*WHAT TO PRODUCE*.
Please return the lines, both ends included, that run from the one containing "[locate] snow on" to the last line of the data below, exactly and alone.

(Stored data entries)
╔══

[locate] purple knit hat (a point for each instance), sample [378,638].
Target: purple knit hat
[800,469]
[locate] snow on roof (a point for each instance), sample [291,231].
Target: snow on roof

╚══

*REPLY TO THE TASK*.
[locate] snow on roof (a point for each instance), sample [291,231].
Target: snow on roof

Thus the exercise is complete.